> Objective: Rewrite all of the data below with "Dataset curation" swapped for "Annotation work" and everything else unchanged. Leave the pictures out of your answer.

> Records for the exercise:
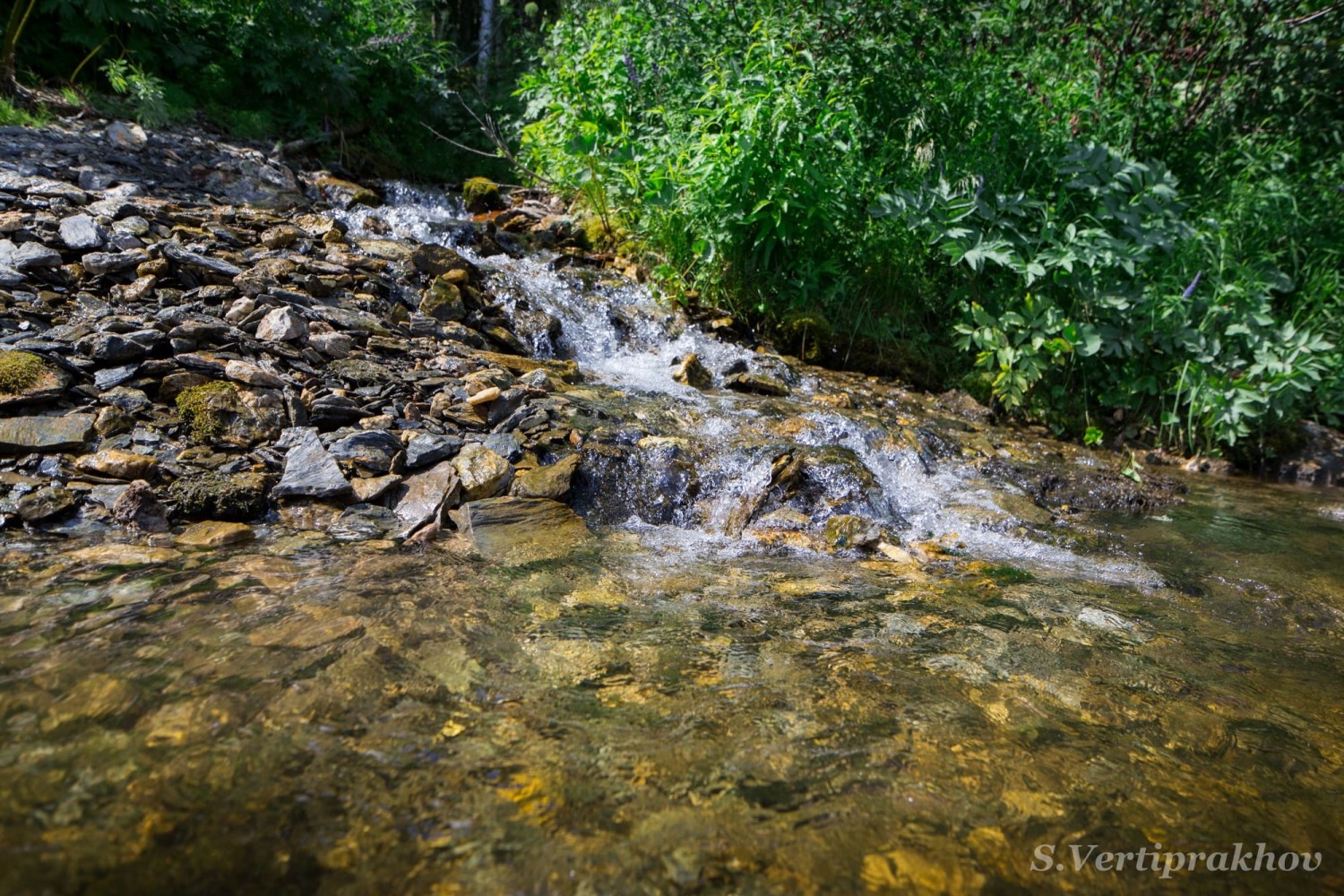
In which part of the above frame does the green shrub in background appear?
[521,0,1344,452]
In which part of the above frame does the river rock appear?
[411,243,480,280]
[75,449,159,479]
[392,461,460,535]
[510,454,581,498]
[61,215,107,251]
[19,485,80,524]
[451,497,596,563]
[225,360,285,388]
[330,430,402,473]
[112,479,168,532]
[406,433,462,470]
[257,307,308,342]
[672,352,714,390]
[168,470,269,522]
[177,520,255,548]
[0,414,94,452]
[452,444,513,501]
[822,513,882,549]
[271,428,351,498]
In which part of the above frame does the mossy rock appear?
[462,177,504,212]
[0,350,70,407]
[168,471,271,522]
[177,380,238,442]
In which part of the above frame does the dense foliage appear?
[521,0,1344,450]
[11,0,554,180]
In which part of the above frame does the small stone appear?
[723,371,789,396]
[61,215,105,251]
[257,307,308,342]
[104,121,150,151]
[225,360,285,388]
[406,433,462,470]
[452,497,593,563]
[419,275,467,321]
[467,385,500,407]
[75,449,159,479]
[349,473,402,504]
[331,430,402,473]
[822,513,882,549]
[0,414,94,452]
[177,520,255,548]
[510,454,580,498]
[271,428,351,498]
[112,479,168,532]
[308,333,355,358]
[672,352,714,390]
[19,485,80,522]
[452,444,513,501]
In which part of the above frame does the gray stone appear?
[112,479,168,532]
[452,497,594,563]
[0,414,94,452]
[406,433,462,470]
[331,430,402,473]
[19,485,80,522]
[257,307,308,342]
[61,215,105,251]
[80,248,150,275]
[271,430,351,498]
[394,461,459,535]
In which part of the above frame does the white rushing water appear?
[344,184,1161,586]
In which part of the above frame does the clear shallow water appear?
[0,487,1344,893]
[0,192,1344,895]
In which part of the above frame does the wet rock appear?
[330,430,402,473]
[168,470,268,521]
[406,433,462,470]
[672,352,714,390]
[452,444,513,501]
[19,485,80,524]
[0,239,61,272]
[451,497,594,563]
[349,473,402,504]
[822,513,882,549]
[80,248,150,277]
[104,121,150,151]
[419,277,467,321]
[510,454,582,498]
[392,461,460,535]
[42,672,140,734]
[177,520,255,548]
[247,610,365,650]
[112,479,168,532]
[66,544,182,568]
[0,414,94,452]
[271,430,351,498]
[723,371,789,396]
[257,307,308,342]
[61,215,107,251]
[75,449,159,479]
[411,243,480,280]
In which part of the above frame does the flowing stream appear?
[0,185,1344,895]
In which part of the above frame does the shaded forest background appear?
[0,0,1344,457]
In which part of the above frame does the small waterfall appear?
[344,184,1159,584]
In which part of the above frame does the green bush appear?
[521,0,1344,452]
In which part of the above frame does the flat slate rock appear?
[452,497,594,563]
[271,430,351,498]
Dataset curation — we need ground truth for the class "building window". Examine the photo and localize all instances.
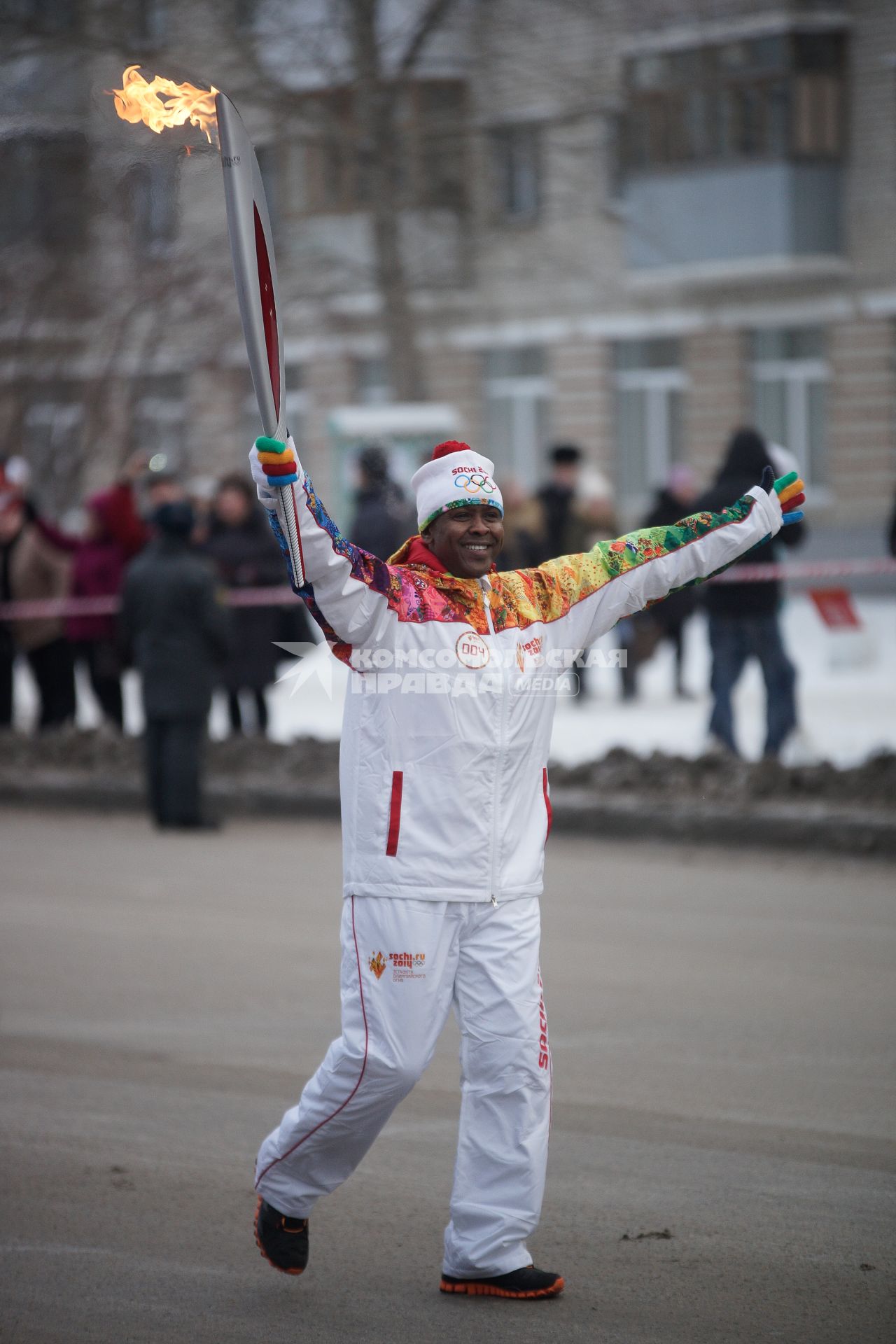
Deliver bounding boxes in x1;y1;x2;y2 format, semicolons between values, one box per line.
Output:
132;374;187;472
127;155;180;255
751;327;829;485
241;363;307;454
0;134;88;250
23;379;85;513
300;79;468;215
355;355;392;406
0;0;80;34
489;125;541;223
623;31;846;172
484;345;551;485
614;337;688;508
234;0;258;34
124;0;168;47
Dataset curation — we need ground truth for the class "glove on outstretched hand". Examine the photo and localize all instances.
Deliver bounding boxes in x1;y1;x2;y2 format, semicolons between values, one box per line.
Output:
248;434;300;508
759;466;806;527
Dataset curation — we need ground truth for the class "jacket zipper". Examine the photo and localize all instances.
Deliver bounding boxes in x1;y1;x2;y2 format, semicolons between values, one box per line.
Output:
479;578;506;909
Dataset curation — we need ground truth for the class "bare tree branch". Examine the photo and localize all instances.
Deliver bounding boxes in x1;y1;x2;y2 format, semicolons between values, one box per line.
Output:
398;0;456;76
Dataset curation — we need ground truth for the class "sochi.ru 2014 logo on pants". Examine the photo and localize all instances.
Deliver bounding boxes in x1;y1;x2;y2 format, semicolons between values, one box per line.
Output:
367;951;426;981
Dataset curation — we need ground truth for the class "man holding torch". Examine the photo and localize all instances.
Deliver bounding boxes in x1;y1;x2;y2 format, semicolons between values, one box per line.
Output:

> Written response:
In which part of the above frame does the green shrub in background appear?
[521,0,1344,452]
In which part of the above frame does the river rock appear?
[411,243,480,280]
[75,449,159,479]
[392,461,460,535]
[510,454,581,498]
[61,215,107,251]
[19,485,80,524]
[451,497,596,563]
[225,360,285,388]
[330,430,402,473]
[112,479,168,532]
[406,433,462,470]
[257,307,308,342]
[672,352,714,390]
[168,470,269,522]
[177,520,255,548]
[0,414,94,452]
[452,444,513,501]
[822,513,882,549]
[271,428,351,498]
In which part of the above frame does the mossy rock appear?
[462,177,504,212]
[0,350,70,407]
[168,471,271,522]
[177,380,238,442]
In which part of the above frame does the dense foliage appear?
[521,0,1344,450]
[11,0,554,180]
In which part of the above frame does the small stone appear?
[723,371,789,396]
[61,215,105,251]
[257,307,308,342]
[104,121,150,151]
[225,360,285,388]
[406,433,462,470]
[452,497,593,563]
[419,275,467,321]
[467,385,500,407]
[75,449,159,479]
[349,473,402,504]
[331,430,402,473]
[822,513,882,549]
[0,414,94,452]
[177,520,255,548]
[510,454,580,498]
[271,428,351,498]
[112,479,168,532]
[308,333,355,358]
[672,352,714,390]
[19,485,80,522]
[452,444,513,501]
In which part of the above frame does the gray stone appear?
[112,479,168,532]
[452,497,594,563]
[0,414,94,452]
[406,433,462,470]
[331,430,402,473]
[19,485,80,522]
[257,307,308,342]
[61,215,105,251]
[80,248,150,275]
[271,430,351,498]
[394,461,459,535]
In which part of the above frame does the white rushing water appear?
[344,184,1161,586]
In which part of the above frame does the clear shallow water appear?
[0,487,1344,893]
[0,192,1344,895]
In which part of the above frame does the wet rock appear?
[330,430,402,473]
[168,470,268,521]
[406,433,462,470]
[672,352,714,390]
[452,444,513,501]
[19,485,80,524]
[0,239,61,272]
[451,497,594,563]
[349,473,402,504]
[822,513,882,549]
[80,248,150,277]
[104,121,150,151]
[419,277,467,321]
[510,454,582,498]
[392,461,460,535]
[42,672,140,734]
[177,520,255,548]
[247,610,365,650]
[112,479,168,532]
[66,544,182,568]
[0,414,94,452]
[271,430,351,498]
[723,371,789,396]
[257,307,308,342]
[61,215,107,251]
[75,449,159,479]
[411,243,480,280]
In which part of the above frame does the flowing stream appear?
[0,185,1344,895]
In which part of the above frame does the shaded forest background appear?
[0,0,1344,457]
In which part of the above frame does the small waterfall appear?
[344,184,1159,584]
In which part of the above frame does the green bush appear?
[521,0,1344,452]
In which part of the above frame does the flat slate rock appear?
[452,497,594,563]
[271,430,351,498]
Annotation work — we need ground truth for the class "building window". Examine the photo and localize all instances.
Deliver bounding boxes in x1;y1;x2;y2 format, semicolons between values, one box per line.
Output:
132;374;187;472
127;155;180;255
751;327;829;485
241;363;307;454
0;134;88;250
23;379;85;513
300;79;468;215
355;355;392;406
0;0;80;34
489;125;541;223
623;31;846;172
484;345;551;485
614;337;688;508
234;0;258;34
124;0;168;47
Annotation work — we need ground truth for the class "glove on outstretched hand". Examine the photo and localize all instances.
Deliver bounding boxes in x1;y1;x2;y2 format, semicolons between values, one box per line.
Output:
248;434;300;508
759;466;806;527
Annotation work — we need ground truth for the class "jacket zipper". Examine the photo and localize all instances.
Deliver bounding boxes in x1;y1;x2;y2 format, semicolons between values, one box per line.
Output:
479;578;506;909
Annotation work — we need ground truth for the class "bare tree branch". Examine the photo and localize all instances.
Deliver bounding boxes in x1;y1;x2;y2 format, semicolons between values, one box per line.
Output:
398;0;456;76
Annotation work — we need ground truth for the class "sochi.ru 2014 logo on pants". Examine the photo and localize all instances.
Deliver bounding boxes in x1;y1;x2;y2 format, semicolons between values, one box per line.
Output:
367;951;426;981
Annotation work — we need ground truth for the class "man holding torch". Examine the photo and localize all instances.
Deliver bounding boxes in x1;y1;x2;y2 format, semicolons between values, one box per line.
Output:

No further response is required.